*ASSIGNMENT*: Make an exact copy of the entries that come next.

Dataset records
▼

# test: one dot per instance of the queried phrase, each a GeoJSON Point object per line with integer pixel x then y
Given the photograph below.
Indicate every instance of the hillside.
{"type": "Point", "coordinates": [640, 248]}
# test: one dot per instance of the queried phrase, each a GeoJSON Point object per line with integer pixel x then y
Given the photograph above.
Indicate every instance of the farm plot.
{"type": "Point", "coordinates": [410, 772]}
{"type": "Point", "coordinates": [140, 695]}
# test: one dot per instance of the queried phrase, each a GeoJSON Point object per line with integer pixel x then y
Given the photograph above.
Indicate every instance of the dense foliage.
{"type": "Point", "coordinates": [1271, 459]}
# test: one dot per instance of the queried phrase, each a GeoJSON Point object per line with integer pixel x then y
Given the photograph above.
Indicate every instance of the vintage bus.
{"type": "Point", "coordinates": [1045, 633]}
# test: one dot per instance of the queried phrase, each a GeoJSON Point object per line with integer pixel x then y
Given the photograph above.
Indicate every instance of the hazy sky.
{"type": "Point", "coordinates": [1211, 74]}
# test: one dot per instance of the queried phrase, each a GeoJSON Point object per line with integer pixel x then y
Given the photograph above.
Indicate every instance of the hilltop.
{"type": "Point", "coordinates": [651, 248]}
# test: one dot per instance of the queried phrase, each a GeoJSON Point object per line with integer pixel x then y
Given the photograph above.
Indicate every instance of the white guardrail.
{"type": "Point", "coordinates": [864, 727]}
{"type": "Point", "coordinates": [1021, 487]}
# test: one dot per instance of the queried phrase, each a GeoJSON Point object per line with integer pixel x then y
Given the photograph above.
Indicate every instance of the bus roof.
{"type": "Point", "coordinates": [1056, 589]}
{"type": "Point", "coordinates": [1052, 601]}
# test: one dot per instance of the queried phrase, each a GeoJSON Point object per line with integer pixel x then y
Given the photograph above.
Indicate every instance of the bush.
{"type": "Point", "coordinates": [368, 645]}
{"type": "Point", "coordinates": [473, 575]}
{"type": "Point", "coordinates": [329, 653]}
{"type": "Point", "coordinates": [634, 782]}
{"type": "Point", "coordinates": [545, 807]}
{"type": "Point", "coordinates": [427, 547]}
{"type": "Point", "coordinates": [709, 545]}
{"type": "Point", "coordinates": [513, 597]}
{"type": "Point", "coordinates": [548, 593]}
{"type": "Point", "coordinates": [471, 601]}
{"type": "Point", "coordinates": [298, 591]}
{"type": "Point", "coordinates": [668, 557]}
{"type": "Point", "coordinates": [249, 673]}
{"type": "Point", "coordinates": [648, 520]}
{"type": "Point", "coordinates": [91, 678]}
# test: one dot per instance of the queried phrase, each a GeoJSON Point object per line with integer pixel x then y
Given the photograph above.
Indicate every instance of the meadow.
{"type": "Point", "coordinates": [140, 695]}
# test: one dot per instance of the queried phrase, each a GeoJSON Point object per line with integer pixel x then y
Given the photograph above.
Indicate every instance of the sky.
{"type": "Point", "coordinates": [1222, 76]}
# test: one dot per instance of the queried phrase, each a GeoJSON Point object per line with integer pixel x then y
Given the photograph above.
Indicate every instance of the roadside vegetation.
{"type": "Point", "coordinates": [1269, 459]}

▲

*COMPLETED EXERCISE*:
# test: one dot per instance of the queried phrase, each a GeoJSON Point object per line with integer pixel x then y
Given the photograph below.
Indicate every instance of the hillside.
{"type": "Point", "coordinates": [640, 248]}
# test: one dot per instance of the queried phrase, each a GeoJSON Point object per line with integer pixel x then y
Given the photograph above.
Indicate every instance of the farm plot.
{"type": "Point", "coordinates": [410, 772]}
{"type": "Point", "coordinates": [140, 695]}
# test: one dot per instance of the queried phrase, each a GeoJSON Point object per line with integer pixel x then y
Given the photograph above.
Indicate every instance of the dense foliage.
{"type": "Point", "coordinates": [1271, 459]}
# test: one dot per instance of the queried phrase, each a GeoJSON Point object per line with integer pixel x then y
Given the photograph above.
Indicate every instance of the vintage bus.
{"type": "Point", "coordinates": [1045, 633]}
# test: one dot per instance of the queried phrase, each a GeoJSON Point object per line with integer pixel x then y
Given the photograph above.
Indicate every instance of the hazy sky.
{"type": "Point", "coordinates": [1211, 74]}
# test: one dot per instance of the queried phrase, each a GeoJSON Point object per line with integer pixel x then y
Given the photograph above.
Indicate every instance of the hilltop.
{"type": "Point", "coordinates": [651, 248]}
# test: one dot per instance of the queried phrase, each a GeoJSON Point object per line with integer pixel x then y
Given the photograph above.
Indicate every instance of the white guardrail.
{"type": "Point", "coordinates": [864, 727]}
{"type": "Point", "coordinates": [1021, 487]}
# test: one dot per instance of the queried phrase, each a GeoJSON Point object per line with integer pixel x then y
Given the photograph above.
Indicate every instance of the bus roof.
{"type": "Point", "coordinates": [1056, 589]}
{"type": "Point", "coordinates": [1052, 601]}
# test: one dot per instance of the queried phrase, each a GeoJSON Point object per line with integer pixel x then y
Given the photograph above.
Indicate every instance of the bush.
{"type": "Point", "coordinates": [368, 645]}
{"type": "Point", "coordinates": [473, 575]}
{"type": "Point", "coordinates": [329, 653]}
{"type": "Point", "coordinates": [634, 782]}
{"type": "Point", "coordinates": [545, 807]}
{"type": "Point", "coordinates": [427, 547]}
{"type": "Point", "coordinates": [709, 545]}
{"type": "Point", "coordinates": [513, 597]}
{"type": "Point", "coordinates": [548, 593]}
{"type": "Point", "coordinates": [471, 601]}
{"type": "Point", "coordinates": [298, 591]}
{"type": "Point", "coordinates": [668, 557]}
{"type": "Point", "coordinates": [249, 673]}
{"type": "Point", "coordinates": [648, 520]}
{"type": "Point", "coordinates": [91, 678]}
# test: one dot per instance of the queried phrase, each a GeoJSON Point object per line with integer pixel x then y
Given the photograph above.
Indicate every instance of the meadow.
{"type": "Point", "coordinates": [140, 695]}
# test: one dot per instance of the queried phrase, each a GeoJSON Point object per line with integer pixel x then y
Given the photograph above.
Indicate every instance of the sky.
{"type": "Point", "coordinates": [1222, 76]}
# test: one dot per instance of the queried phrase, each a GeoJSON Point object per line with integer pixel x then y
Given the photograph above.
Indicate every instance of the roadside vegetation.
{"type": "Point", "coordinates": [1269, 459]}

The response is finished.